_TEXT SHOWN:_
If you're in doubt about how to express this, use
(ISA 2000) http://isatools.org.isainfo.vbe
(ISA 2004) http://isatools.org/isainfo/isainfo.zip
I'll address each case inline (pardon the <snip> in case 2; it's only
there for brevity)...
Jim Harrison
MCP(NT4/2K), A+, Network+
Security Business Unit (ISA SE)
"The last 10 years of Internet usage has disproven
the theory that a million monkeys typing on a million
typewriters would eventually produce the complete
works of Shakespere. ..or maybe it only works for
typewriters..."
(unclaimed)
-----Original Message-----
From: Debasis Mohanty [mailto:mail@...kingspirits.com]
Sent: Tuesday, November 02, 2004 9:48 AM
To: mail@...kingspirits.com
Subject: Microsoft ISA Server Authentication Bypassing
Vulnerability
Microsoft ISA Server Authentication Bypassing
Description
This weakness is tested in a network environment where Microsoft ISA
server is configured as an Internet proxy server and the users are
required to provide appropriate user name and the password to access the
internet.
[[JmHarr]] see "details" comment above.
In HTTP 1.1, the Keep-Alive connections connection remains active unless
the user closes the internet browser. In case of IE once the user closes
all the open IE windows, the Keep-Alive sessions closes. Hence, every
new IE opened will ask the user to enter UserID and Password to
authenticate to the proxy server (if the proxy requires authentication).
[[JmHarr]] Again; slim information. Depending on several configuration
option combinations, ISA may actually close the initial connection when
authentication is required. Got captures?
But there is a way to bypass this authorization. Since, IE caches the
user's authorization details without asking the user and it can be
reused by any malicious user even though all the IE window is closed to
bypass the proxy authentication.
[[JmHarr]] Not clear on this concept; where is ISA involved with IE
credentials caching?
I have tested this on MS Win2K as the client and MS ISA as the proxy
server. Find below the details.

_WRITTEN PROBLEM 1:_ According to the email, which systems were used as the client and the proxy server during testing?

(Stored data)

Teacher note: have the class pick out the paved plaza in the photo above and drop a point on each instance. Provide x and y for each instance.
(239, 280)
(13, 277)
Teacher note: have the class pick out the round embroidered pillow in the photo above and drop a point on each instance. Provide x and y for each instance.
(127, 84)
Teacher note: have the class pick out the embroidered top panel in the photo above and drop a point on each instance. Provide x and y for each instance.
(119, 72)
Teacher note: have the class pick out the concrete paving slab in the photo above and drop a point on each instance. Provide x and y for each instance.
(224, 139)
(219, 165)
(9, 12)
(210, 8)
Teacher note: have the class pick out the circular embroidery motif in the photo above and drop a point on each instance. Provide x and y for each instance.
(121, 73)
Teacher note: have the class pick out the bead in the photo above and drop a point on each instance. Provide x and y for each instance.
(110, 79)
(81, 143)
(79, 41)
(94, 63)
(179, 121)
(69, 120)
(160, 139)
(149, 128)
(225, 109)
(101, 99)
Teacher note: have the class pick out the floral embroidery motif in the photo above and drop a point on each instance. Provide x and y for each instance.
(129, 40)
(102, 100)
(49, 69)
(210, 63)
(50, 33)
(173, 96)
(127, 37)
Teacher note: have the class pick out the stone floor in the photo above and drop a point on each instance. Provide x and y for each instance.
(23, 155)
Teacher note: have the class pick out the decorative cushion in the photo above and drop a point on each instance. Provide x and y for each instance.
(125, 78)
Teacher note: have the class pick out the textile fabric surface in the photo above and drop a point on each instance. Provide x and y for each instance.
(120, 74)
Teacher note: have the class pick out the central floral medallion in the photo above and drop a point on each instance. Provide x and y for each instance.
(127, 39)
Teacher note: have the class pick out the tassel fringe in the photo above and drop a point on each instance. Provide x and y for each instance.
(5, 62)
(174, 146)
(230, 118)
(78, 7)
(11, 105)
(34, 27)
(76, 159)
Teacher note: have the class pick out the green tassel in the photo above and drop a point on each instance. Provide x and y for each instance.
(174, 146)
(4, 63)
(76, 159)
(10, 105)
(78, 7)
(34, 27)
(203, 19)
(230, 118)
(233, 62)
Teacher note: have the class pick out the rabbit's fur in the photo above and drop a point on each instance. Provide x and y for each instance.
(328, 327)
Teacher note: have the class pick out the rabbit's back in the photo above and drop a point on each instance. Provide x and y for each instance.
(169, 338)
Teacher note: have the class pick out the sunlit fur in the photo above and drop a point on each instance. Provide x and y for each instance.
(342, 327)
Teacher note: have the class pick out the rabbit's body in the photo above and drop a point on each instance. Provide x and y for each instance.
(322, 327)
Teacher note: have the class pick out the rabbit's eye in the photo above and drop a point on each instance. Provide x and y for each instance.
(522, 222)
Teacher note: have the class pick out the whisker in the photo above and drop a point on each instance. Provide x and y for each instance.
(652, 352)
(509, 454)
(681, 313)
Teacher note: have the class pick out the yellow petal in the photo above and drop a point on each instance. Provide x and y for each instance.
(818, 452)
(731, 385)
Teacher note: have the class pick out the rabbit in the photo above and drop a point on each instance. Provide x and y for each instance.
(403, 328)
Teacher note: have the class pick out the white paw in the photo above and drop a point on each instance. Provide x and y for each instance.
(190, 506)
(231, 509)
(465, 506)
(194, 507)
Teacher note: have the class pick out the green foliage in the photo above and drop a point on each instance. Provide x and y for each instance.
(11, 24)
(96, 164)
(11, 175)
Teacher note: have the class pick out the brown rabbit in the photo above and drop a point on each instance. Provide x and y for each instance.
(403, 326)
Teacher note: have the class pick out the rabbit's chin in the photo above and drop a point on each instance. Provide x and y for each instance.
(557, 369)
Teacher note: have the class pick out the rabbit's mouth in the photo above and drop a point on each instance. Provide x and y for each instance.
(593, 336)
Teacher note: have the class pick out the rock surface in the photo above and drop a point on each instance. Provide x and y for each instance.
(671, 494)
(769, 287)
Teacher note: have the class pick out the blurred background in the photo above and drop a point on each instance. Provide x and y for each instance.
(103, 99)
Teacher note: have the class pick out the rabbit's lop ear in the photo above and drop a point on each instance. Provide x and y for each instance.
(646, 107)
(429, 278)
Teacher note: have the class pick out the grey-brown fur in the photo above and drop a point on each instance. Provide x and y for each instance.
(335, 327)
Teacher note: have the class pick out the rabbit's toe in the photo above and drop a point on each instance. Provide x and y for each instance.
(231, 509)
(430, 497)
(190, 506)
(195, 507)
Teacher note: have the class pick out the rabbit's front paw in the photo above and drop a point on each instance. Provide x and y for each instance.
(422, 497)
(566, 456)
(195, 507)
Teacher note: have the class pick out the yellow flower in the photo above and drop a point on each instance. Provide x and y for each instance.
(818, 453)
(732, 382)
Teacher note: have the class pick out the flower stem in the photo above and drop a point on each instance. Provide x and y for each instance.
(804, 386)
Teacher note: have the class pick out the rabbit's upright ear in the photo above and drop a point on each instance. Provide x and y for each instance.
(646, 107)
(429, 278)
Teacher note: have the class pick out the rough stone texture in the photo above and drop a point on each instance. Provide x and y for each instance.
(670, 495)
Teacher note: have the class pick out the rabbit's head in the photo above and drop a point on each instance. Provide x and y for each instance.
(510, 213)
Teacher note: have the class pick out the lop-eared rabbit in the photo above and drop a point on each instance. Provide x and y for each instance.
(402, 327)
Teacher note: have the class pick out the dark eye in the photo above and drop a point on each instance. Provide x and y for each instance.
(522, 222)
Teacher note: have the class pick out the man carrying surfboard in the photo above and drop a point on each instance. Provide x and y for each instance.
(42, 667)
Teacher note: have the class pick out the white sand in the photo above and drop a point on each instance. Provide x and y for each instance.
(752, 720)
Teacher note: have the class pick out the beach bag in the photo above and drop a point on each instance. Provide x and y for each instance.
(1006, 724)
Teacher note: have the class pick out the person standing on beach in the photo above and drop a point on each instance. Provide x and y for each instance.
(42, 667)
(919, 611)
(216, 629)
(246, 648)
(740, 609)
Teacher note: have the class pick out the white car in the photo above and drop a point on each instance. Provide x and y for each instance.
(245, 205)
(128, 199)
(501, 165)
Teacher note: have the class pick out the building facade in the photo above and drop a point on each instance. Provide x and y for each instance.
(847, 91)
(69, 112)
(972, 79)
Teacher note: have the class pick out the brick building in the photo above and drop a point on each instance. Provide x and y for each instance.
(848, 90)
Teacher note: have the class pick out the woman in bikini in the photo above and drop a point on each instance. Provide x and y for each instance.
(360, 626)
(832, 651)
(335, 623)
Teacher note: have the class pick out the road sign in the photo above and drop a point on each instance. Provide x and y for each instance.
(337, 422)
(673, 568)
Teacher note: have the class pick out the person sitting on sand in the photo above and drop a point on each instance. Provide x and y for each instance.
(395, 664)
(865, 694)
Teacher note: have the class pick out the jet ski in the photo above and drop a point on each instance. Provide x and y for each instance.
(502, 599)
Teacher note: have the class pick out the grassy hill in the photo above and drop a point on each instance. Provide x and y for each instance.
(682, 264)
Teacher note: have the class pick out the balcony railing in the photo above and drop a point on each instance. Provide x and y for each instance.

_WRITTEN PROBLEM 2:_ List every line of the entries that contains the word "yellow".

_COMPLETE OUTPUT 1:_ MS Win2K was the client and MS ISA was the proxy server.

_COMPLETE OUTPUT 2:_
Teacher note: have the class pick out the yellow petal in the photo above and drop a point on each instance. Provide x and y for each instance.
Teacher note: have the class pick out the yellow flower in the photo above and drop a point on each instance. Provide x and y for each instance.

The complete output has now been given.